* [DATA ROWS]
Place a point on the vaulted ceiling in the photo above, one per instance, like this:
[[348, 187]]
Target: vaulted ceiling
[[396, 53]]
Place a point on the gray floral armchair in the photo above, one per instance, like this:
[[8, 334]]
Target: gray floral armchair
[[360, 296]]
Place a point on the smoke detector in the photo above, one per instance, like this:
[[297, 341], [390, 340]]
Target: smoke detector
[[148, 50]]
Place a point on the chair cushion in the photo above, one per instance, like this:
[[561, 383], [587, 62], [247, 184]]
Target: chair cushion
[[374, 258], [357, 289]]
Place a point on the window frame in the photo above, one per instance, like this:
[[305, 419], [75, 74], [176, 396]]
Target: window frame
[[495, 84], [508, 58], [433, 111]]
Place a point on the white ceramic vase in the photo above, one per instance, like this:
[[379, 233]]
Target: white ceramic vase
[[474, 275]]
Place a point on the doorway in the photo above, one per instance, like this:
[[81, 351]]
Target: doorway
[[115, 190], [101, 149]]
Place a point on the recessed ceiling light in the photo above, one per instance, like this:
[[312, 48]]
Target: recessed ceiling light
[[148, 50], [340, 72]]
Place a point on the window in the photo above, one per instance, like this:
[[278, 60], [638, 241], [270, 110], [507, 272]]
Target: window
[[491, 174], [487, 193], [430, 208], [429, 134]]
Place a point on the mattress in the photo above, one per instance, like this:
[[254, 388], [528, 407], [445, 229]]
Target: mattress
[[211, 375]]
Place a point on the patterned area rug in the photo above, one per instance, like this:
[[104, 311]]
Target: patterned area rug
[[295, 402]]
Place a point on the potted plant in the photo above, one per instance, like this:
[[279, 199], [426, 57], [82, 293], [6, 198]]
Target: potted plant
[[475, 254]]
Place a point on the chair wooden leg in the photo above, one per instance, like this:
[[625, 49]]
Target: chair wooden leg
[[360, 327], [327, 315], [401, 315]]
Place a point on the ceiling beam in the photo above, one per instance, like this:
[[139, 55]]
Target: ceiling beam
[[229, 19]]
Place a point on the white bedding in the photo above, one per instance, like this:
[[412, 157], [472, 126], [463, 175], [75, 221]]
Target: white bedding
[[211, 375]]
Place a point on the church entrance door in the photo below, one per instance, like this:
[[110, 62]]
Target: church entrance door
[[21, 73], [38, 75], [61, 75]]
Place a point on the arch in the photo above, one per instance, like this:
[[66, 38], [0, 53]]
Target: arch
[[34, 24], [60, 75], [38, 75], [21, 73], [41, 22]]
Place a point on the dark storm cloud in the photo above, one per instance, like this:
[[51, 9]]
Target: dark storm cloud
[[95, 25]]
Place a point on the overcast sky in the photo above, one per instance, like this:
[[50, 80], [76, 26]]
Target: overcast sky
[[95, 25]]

* [PROMPT] Copy the entries from the first line through the line containing "[[115, 190], [101, 149]]", replacing "smoke detector" with "smoke alarm" and leaving everything else unchanged.

* [SOLUTION FOR THIS TASK]
Place a point on the vaulted ceiling in the photo above, one per instance, like this:
[[348, 187]]
Target: vaulted ceiling
[[396, 53]]
Place a point on the gray floral armchair in the photo above, one per instance, like this:
[[8, 334]]
Target: gray floral armchair
[[360, 296]]
Place a point on the smoke alarm in the photo above, one per instance, like this:
[[297, 341], [390, 340]]
Target: smoke alarm
[[148, 50]]
Place a point on the chair cushion in the photo above, one per instance, like this:
[[561, 383], [587, 62], [247, 184]]
Target: chair cushion
[[374, 258], [357, 289]]
Place a point on the window frame in the photo above, one per instance, like this:
[[305, 419], [75, 74], [176, 396]]
Target: window frame
[[495, 84], [508, 58], [433, 111]]
Place a point on the white ceramic vase in the photo above, one per instance, like this:
[[379, 233]]
Target: white ceramic vase
[[474, 275]]
Place a point on the doorway in the photo above, one per instance, like this:
[[81, 351]]
Target: doorway
[[115, 190], [101, 149]]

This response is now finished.